▶ [Document segment]:
----

Editor’s Note: We asked editors Beth Van Schaack and Alex Whiting to do a roundup of the top international criminal justice stories from 2015 and what readers should keep an eye on in 2016. This is Alex’s half of the list. You can find Beth’s here.

Out of Africa. In 2015, the Prosecutor of the ICC sought permission from the Pre-Trial Chamber to commence an investigation in the Republic of Georgia. If approved, it would be the ICC’s first investigation outside of Africa. In 2016, the ICC will likely take further steps outside of the African continent: It will no doubt open an investigation next in Afghanistan, and could soon turn its attention also to both Palestine and Ukraine.

On the one hand, these steps may help to mitigate some of the criticisms of the Court for its exclusive focus to date on Africa. At the same time, the prospect of actually getting an accused before the Court from one of these non-African investigations is dim, so there may continue to be a perception of imbalance in the work of the ICC.

After the ICC became operational in 2002, its first nine investigations were all in African countries (Uganda, DRC, Central African Republic I and II, Sudan, Côte d’Ivoire, Libya, Kenya, and Mali), though it has always had a number of ongoing preliminary examinations in non-African states. This has led some to contend that the ICC has become an “African court,” a charge promoted in particular by certain African leaders (e.g., Omar al-Bashir and Uhuru Kenyatta) who have found themselves in the ICC’s crosshairs. At the end of the day, the claim that the ICC has “targeted” Africa is largely unfair. The jurisdiction of the ICC is constrained by its Statute and the Court’s membership, and its focus is also partly an accident of history. Many international crimes committed in Europe and Asia before 2002 have been adjudicated by other international tribunals: the Nuremberg courts, the Tokyo Tribunal, the International Criminal Tribunal for the former Yugoslavia (ICTY), and the Extraordinary Chambers in the Courts of Cambodia. Since 2002, however, with a few notable exceptions, most of the crimes within the jurisdiction of the ICC have occurred in the context of conflicts in Africa.

At the same time, the accusation that the ICC is targeting Africa has resonated, even among many ICC supporters, no doubt in part because it echoes a familiar colonial narrative (even though the ICC has generally not been imposed on African countries — with the exceptions of Sudan and Libya — and has many Africans in key positions throughout the Court), and because it underscores that the ICC lacks universal jurisdiction (123 countries embrace it, but major powers like the US, China, and Russia do not). The accusations of bias against Africa have unquestionably taken a toll on the Court’s reputation and legitimacy.

----

▶ [What is needed]:
Reproduce the passage on the ICC's focus on Africa from "At the same time, the accusation" to "reputation and legitimacy.", substituting "credibility" for "legitimacy".

----

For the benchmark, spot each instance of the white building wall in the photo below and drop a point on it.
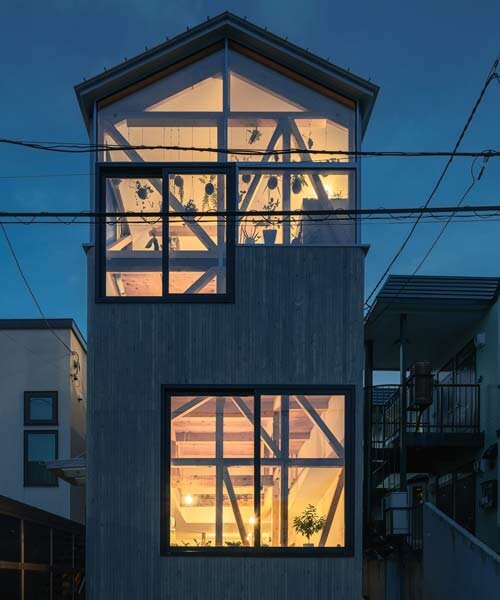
(34, 360)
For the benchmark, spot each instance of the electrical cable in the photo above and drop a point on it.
(71, 352)
(492, 75)
(81, 148)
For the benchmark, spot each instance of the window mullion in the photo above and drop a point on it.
(165, 234)
(256, 480)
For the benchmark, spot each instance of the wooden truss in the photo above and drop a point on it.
(276, 456)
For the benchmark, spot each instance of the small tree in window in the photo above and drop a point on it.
(308, 523)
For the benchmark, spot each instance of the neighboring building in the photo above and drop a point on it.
(42, 408)
(227, 358)
(449, 452)
(42, 555)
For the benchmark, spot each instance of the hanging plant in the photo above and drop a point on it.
(190, 206)
(298, 182)
(272, 182)
(143, 191)
(255, 135)
(210, 189)
(179, 183)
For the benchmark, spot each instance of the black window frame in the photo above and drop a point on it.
(160, 171)
(349, 393)
(27, 433)
(28, 396)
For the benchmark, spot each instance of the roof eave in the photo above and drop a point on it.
(227, 26)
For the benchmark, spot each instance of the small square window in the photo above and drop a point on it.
(40, 408)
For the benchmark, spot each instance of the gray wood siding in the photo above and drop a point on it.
(297, 318)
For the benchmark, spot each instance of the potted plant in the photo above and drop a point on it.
(308, 523)
(191, 207)
(269, 223)
(250, 235)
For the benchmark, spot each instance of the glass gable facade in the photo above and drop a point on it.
(271, 131)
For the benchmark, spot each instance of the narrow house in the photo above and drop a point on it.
(225, 380)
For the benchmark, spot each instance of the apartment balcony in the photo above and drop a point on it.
(450, 424)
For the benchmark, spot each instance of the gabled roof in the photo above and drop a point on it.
(212, 32)
(438, 289)
(441, 311)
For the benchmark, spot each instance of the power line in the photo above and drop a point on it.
(340, 212)
(81, 148)
(433, 244)
(492, 75)
(71, 352)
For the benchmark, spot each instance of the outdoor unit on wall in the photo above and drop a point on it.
(396, 514)
(489, 493)
(420, 385)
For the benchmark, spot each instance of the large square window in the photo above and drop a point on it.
(40, 408)
(39, 448)
(259, 471)
(165, 251)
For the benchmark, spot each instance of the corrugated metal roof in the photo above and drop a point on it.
(439, 289)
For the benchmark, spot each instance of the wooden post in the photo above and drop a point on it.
(285, 427)
(219, 469)
(276, 474)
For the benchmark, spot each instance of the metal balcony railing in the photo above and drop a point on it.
(454, 409)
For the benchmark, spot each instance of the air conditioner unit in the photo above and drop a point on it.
(396, 514)
(480, 340)
(420, 385)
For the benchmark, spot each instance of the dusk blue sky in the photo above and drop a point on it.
(430, 60)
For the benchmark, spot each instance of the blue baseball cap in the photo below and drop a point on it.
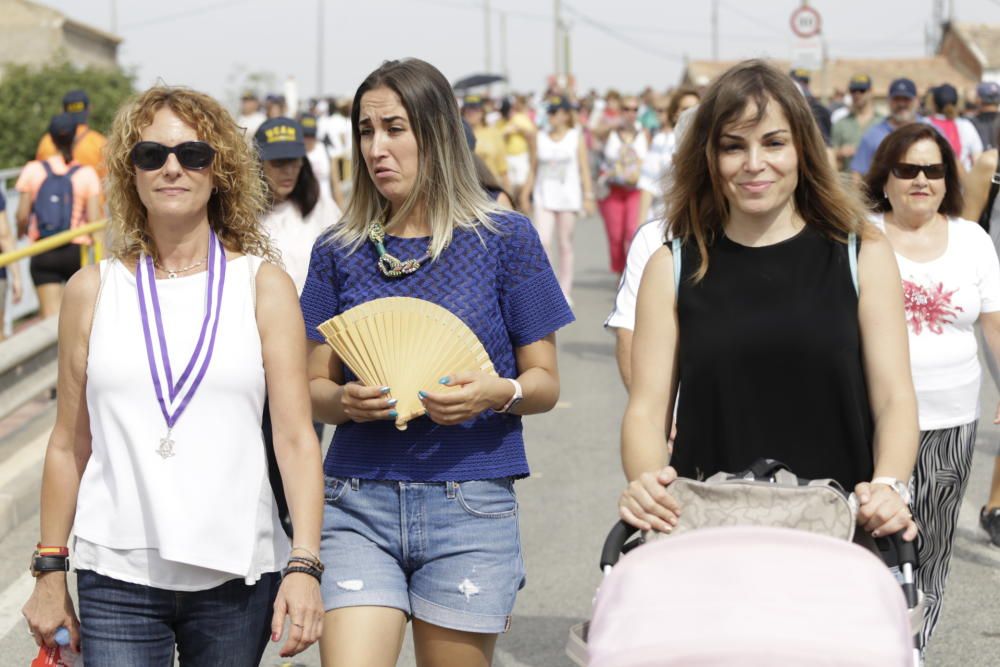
(903, 88)
(63, 126)
(77, 103)
(988, 92)
(280, 139)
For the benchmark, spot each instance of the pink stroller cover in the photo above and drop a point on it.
(750, 596)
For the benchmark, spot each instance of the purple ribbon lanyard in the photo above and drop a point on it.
(213, 304)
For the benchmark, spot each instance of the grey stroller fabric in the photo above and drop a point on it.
(816, 506)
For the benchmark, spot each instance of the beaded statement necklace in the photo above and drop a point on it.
(390, 266)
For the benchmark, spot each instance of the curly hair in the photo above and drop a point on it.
(238, 200)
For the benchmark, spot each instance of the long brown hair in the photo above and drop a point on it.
(234, 209)
(446, 183)
(696, 206)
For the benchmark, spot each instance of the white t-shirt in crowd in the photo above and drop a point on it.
(647, 240)
(294, 237)
(943, 299)
(557, 186)
(655, 167)
(319, 160)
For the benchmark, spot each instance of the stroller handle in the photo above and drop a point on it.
(616, 543)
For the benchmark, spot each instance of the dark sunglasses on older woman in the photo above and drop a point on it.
(908, 171)
(150, 155)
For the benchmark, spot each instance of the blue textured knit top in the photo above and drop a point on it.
(501, 285)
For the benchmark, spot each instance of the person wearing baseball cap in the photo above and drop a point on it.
(88, 147)
(490, 144)
(51, 270)
(960, 132)
(847, 131)
(987, 120)
(321, 159)
(299, 213)
(902, 111)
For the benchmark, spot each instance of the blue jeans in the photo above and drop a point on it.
(130, 625)
(448, 553)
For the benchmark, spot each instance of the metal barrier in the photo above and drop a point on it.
(59, 240)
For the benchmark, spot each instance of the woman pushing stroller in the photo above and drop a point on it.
(788, 351)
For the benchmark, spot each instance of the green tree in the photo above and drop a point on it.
(30, 96)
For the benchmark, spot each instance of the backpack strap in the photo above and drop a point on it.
(984, 218)
(852, 258)
(675, 249)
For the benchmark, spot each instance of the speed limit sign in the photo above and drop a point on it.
(806, 22)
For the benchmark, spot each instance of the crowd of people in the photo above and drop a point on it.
(863, 249)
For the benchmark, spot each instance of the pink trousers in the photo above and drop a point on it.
(620, 210)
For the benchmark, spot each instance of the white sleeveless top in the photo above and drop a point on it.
(207, 514)
(557, 184)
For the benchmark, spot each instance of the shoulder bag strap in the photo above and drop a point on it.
(852, 257)
(675, 248)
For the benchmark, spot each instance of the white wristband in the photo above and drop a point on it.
(899, 487)
(515, 399)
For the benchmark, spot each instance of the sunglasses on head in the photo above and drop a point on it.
(150, 155)
(909, 171)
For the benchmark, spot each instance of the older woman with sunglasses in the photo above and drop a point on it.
(156, 461)
(951, 280)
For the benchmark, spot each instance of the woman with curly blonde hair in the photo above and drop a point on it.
(156, 460)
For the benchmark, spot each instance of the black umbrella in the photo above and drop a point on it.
(477, 80)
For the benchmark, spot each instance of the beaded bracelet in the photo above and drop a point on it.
(311, 571)
(307, 562)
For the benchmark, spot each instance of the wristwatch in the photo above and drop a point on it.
(42, 564)
(515, 399)
(901, 488)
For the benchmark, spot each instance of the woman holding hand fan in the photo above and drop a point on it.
(421, 523)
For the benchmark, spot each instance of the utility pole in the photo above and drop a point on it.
(715, 29)
(556, 41)
(503, 52)
(319, 48)
(487, 36)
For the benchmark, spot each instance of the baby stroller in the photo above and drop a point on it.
(750, 595)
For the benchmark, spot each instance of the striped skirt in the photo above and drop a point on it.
(939, 482)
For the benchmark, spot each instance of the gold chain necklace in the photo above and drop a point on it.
(172, 273)
(390, 266)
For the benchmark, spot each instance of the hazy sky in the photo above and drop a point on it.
(212, 44)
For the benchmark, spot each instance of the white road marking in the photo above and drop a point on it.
(11, 600)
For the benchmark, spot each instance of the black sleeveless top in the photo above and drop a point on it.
(770, 362)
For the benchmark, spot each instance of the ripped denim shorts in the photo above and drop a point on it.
(447, 553)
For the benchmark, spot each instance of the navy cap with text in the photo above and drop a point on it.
(280, 139)
(902, 88)
(77, 103)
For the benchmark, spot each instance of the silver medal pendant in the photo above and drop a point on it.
(166, 448)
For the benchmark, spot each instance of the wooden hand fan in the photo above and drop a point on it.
(407, 345)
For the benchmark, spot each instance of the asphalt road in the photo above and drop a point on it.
(568, 504)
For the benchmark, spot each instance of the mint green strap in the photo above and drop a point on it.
(852, 256)
(675, 247)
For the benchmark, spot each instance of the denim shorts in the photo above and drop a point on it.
(447, 553)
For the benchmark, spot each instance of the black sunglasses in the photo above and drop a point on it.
(150, 155)
(908, 171)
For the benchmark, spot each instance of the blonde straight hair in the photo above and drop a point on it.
(446, 185)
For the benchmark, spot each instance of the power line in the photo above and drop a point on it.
(620, 37)
(185, 14)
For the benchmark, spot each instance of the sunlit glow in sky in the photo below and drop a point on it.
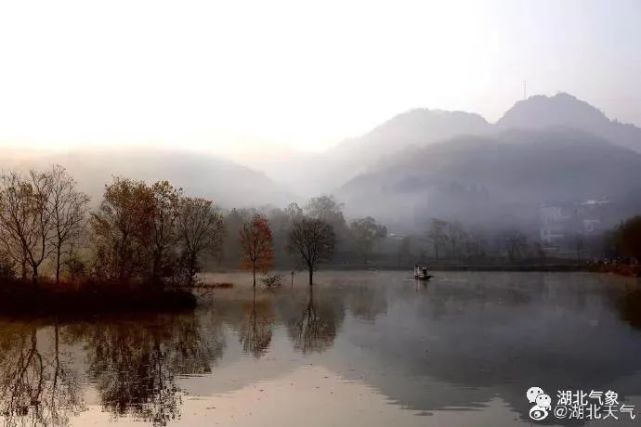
(234, 76)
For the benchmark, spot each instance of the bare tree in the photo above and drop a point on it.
(68, 209)
(200, 226)
(313, 240)
(256, 244)
(25, 219)
(122, 230)
(365, 233)
(166, 201)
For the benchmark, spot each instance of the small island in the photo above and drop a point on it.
(139, 249)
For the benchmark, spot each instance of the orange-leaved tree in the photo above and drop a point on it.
(256, 245)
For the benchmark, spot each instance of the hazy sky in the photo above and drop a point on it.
(239, 75)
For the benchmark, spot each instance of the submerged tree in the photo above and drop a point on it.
(257, 246)
(313, 242)
(26, 221)
(200, 226)
(166, 204)
(69, 210)
(255, 331)
(365, 233)
(122, 230)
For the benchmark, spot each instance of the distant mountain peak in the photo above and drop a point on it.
(565, 110)
(561, 109)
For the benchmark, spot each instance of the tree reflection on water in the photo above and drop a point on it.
(255, 331)
(134, 366)
(38, 386)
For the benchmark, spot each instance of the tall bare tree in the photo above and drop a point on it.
(26, 222)
(200, 226)
(122, 230)
(256, 244)
(313, 241)
(68, 209)
(166, 201)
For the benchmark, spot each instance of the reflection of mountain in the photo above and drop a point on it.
(37, 384)
(462, 344)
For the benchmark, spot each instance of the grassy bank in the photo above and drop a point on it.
(23, 298)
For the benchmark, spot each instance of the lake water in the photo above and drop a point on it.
(361, 349)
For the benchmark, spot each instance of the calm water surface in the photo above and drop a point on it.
(361, 349)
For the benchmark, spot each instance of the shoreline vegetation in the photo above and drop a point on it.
(21, 299)
(143, 246)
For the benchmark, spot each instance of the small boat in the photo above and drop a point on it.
(420, 273)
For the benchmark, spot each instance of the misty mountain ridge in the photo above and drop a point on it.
(540, 112)
(496, 180)
(228, 184)
(327, 171)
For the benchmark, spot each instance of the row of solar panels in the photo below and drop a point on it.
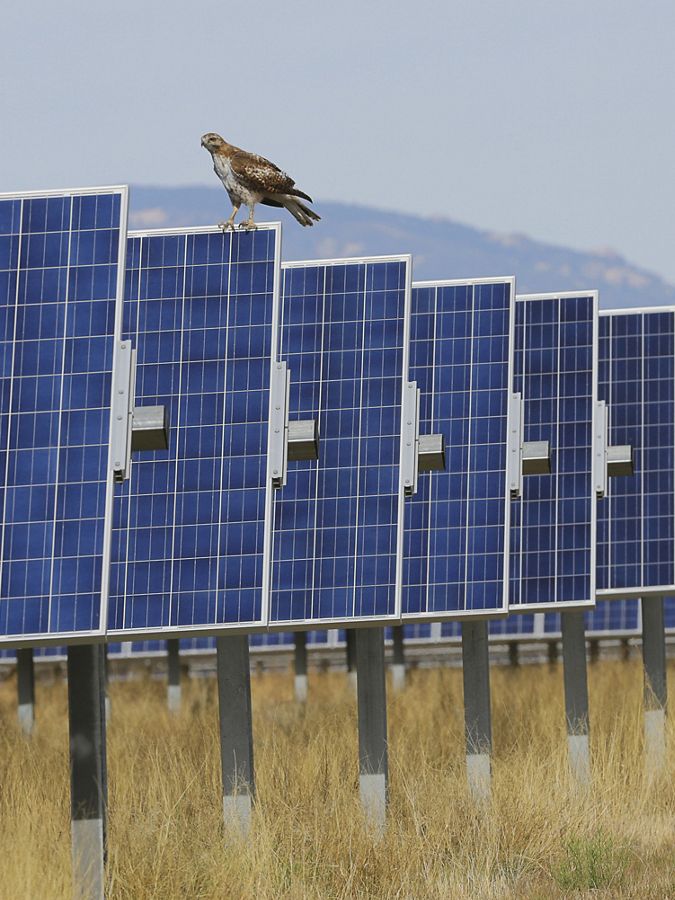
(609, 619)
(233, 525)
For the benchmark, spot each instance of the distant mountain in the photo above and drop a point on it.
(440, 247)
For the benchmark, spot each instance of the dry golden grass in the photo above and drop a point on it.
(540, 838)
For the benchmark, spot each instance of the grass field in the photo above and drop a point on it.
(540, 838)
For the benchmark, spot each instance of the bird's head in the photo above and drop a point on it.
(212, 141)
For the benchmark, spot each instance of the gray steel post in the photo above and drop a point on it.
(477, 718)
(552, 653)
(655, 683)
(350, 640)
(173, 661)
(576, 694)
(26, 689)
(372, 715)
(107, 708)
(300, 662)
(236, 729)
(88, 787)
(398, 663)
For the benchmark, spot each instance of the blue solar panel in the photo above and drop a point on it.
(610, 617)
(286, 640)
(61, 255)
(636, 524)
(457, 524)
(339, 521)
(192, 523)
(553, 530)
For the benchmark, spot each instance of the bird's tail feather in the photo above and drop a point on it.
(302, 213)
(296, 192)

----

▶ [Response to the task]:
At the same time, the accusation that the ICC is targeting Africa has resonated, even among many ICC supporters, no doubt in part because it echoes a familiar colonial narrative (even though the ICC has generally not been imposed on African countries — with the exceptions of Sudan and Libya — and has many Africans in key positions throughout the Court), and because it underscores that the ICC lacks universal jurisdiction (123 countries embrace it, but major powers like the US, China, and Russia do not). The accusations of bias against Africa have unquestionably taken a toll on the Court’s reputation and credibility.